--- Start ---

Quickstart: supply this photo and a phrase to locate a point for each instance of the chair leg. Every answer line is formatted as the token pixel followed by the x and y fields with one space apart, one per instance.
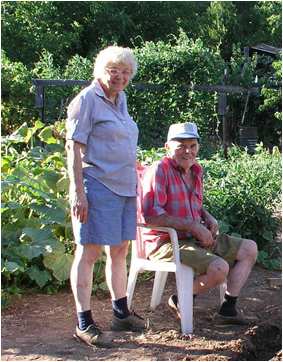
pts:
pixel 158 288
pixel 132 279
pixel 185 280
pixel 222 290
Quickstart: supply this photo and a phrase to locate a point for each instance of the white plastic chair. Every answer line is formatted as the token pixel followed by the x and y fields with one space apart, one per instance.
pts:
pixel 184 274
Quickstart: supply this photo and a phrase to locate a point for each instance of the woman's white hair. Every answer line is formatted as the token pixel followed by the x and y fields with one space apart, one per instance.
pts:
pixel 116 55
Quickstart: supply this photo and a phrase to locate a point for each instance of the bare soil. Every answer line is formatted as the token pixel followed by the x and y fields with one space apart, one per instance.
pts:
pixel 40 327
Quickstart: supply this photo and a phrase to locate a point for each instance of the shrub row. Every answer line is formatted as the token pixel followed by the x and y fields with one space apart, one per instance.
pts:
pixel 241 191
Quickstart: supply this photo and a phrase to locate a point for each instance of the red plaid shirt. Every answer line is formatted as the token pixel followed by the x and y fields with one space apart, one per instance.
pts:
pixel 165 191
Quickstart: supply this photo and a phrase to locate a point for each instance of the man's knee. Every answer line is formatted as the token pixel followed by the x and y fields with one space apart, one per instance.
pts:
pixel 88 253
pixel 248 250
pixel 118 251
pixel 218 269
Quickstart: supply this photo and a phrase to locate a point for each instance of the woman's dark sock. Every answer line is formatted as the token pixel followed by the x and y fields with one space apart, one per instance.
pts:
pixel 228 307
pixel 85 319
pixel 120 308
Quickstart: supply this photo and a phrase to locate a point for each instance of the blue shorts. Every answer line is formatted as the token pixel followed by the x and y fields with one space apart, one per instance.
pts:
pixel 111 218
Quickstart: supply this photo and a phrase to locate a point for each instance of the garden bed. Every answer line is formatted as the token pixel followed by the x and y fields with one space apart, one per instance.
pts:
pixel 40 327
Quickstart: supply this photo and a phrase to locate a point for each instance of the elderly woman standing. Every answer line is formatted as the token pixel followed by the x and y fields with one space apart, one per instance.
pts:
pixel 101 154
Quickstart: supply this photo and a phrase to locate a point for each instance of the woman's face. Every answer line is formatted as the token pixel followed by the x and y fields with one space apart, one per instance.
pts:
pixel 116 77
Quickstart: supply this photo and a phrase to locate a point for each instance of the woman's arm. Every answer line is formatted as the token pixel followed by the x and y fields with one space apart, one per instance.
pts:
pixel 77 197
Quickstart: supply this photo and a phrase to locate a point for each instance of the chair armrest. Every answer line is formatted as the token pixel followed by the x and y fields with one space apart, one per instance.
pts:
pixel 172 234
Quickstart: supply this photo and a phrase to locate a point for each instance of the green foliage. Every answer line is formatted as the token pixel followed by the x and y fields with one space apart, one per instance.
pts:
pixel 171 66
pixel 17 101
pixel 29 27
pixel 37 239
pixel 243 192
pixel 268 262
pixel 35 222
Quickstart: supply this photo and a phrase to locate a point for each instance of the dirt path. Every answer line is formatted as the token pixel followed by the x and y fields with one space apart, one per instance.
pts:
pixel 40 327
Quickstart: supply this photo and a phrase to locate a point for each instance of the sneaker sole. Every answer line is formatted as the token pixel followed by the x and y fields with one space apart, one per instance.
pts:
pixel 98 344
pixel 125 329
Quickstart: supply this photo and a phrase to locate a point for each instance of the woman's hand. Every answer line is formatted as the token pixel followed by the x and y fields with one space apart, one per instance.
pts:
pixel 79 205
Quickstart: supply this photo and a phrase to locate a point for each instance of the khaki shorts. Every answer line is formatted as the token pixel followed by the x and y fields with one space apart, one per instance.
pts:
pixel 199 258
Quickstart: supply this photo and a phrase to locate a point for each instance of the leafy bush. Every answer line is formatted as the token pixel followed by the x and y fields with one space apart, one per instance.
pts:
pixel 171 66
pixel 37 240
pixel 244 191
pixel 241 191
pixel 36 229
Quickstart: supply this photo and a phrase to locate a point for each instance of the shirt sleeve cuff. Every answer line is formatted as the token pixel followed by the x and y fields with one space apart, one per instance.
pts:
pixel 77 136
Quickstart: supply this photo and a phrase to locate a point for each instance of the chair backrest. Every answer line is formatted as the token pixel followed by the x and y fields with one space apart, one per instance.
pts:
pixel 138 247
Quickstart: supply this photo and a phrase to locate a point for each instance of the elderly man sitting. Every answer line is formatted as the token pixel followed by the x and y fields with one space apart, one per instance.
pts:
pixel 172 196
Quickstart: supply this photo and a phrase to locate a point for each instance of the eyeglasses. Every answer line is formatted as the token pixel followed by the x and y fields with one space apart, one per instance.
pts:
pixel 116 71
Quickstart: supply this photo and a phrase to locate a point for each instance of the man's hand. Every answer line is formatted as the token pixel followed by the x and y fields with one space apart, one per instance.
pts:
pixel 202 234
pixel 79 205
pixel 212 225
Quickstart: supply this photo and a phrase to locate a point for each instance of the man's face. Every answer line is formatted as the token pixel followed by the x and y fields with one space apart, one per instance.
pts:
pixel 183 151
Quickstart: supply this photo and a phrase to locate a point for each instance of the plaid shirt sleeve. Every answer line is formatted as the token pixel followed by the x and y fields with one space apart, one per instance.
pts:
pixel 154 191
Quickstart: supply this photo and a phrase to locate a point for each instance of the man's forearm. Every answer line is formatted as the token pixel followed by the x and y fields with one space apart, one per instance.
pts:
pixel 177 223
pixel 198 231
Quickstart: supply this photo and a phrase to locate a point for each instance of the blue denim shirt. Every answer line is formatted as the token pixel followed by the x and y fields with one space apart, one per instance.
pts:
pixel 110 136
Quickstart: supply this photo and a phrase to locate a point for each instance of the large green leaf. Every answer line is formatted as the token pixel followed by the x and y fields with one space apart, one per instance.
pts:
pixel 60 264
pixel 37 235
pixel 51 214
pixel 30 251
pixel 11 267
pixel 46 135
pixel 41 277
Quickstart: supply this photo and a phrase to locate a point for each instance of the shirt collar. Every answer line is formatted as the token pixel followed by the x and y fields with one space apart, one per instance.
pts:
pixel 196 167
pixel 100 92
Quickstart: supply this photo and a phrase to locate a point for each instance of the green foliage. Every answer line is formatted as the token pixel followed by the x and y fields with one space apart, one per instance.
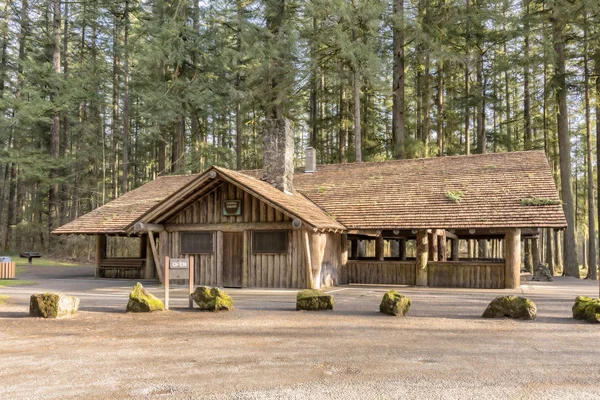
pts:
pixel 534 201
pixel 455 196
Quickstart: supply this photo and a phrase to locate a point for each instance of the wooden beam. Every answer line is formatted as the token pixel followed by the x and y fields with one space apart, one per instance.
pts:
pixel 421 259
pixel 402 249
pixel 454 251
pixel 379 248
pixel 144 227
pixel 155 255
pixel 309 280
pixel 245 258
pixel 512 255
pixel 219 253
pixel 232 227
pixel 100 251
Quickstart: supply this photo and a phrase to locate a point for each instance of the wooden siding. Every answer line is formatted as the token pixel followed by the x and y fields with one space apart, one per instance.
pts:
pixel 208 209
pixel 381 272
pixel 484 275
pixel 287 270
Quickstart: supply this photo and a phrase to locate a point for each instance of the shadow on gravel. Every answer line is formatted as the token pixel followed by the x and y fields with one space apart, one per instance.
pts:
pixel 13 314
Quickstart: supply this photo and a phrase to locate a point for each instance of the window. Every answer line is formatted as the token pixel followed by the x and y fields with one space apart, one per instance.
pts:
pixel 270 242
pixel 196 242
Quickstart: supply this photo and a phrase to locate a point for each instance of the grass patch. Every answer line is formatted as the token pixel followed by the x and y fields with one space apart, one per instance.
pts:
pixel 455 196
pixel 15 282
pixel 536 201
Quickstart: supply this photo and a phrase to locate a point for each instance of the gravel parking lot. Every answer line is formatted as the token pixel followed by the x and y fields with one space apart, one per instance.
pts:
pixel 265 349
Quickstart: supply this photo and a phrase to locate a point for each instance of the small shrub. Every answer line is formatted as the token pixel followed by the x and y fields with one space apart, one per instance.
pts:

--- End ---

Work to do =>
From the data above, extract everything from the line containing "of the sneaker" down to the line containing "pixel 125 329", both included, reproducing each line verbatim.

Exercise answer =>
Quickstart: supply this photo and a phrase to locate a point for each instance of the sneaker sole. Every answer line is formatted as the token pixel followed by the x and y fields with one space apart, one per instance.
pts:
pixel 98 344
pixel 125 329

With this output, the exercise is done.